Reproduce the rows below word for word, keeping every line in its original order.

START LISTED ENTRIES

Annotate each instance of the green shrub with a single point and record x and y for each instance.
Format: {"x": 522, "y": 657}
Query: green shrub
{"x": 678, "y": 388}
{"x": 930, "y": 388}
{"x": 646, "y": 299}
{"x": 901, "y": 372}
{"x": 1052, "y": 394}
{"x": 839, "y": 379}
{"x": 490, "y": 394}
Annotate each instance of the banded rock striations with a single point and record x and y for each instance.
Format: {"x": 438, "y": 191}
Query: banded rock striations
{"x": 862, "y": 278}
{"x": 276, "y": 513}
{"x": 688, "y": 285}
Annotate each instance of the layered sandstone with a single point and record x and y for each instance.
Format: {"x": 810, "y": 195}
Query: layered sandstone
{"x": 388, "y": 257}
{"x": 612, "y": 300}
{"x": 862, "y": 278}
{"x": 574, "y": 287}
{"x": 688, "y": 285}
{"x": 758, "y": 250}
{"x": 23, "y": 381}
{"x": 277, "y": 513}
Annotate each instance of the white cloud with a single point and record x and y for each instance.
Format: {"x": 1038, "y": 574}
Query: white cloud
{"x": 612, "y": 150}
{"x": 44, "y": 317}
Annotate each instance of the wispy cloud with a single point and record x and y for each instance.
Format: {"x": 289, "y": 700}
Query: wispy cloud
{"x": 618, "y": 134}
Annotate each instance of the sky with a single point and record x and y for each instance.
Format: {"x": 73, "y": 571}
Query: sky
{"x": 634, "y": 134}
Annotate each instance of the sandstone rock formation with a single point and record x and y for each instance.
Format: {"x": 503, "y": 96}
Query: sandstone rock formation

END LISTED ENTRIES

__RESULT__.
Annotate each instance of the green shrub with a single point and record x and y for each instance.
Format: {"x": 522, "y": 657}
Query: green shrub
{"x": 678, "y": 388}
{"x": 930, "y": 388}
{"x": 646, "y": 299}
{"x": 901, "y": 372}
{"x": 1052, "y": 394}
{"x": 839, "y": 379}
{"x": 490, "y": 394}
Annotate each instance of the banded rock striations with a single point and record x and y for each instance.
Format: {"x": 438, "y": 191}
Query: banded rock striations
{"x": 862, "y": 278}
{"x": 276, "y": 513}
{"x": 688, "y": 285}
Annotate each instance of the layered sandstone with a single point and record x and y for each instance.
Format: {"x": 810, "y": 195}
Query: layered sandstone
{"x": 388, "y": 257}
{"x": 612, "y": 300}
{"x": 862, "y": 278}
{"x": 574, "y": 287}
{"x": 688, "y": 285}
{"x": 758, "y": 250}
{"x": 23, "y": 381}
{"x": 277, "y": 513}
Annotate each instance of the white cloud with a single point and record x and y for each instance.
Format: {"x": 1038, "y": 574}
Query: white cloud
{"x": 612, "y": 150}
{"x": 44, "y": 317}
Annotate each instance of the wispy cloud with a single point and record x and y for each instance.
Format: {"x": 289, "y": 700}
Query: wispy cloud
{"x": 618, "y": 134}
Annotate each instance of the sky with a single point and record x and y for each instance.
Format: {"x": 73, "y": 571}
Query: sky
{"x": 634, "y": 134}
Annotate each instance of the sandstone rock formation with a single point and record x and y for each instance.
Format: {"x": 503, "y": 96}
Query: sandstone rock formation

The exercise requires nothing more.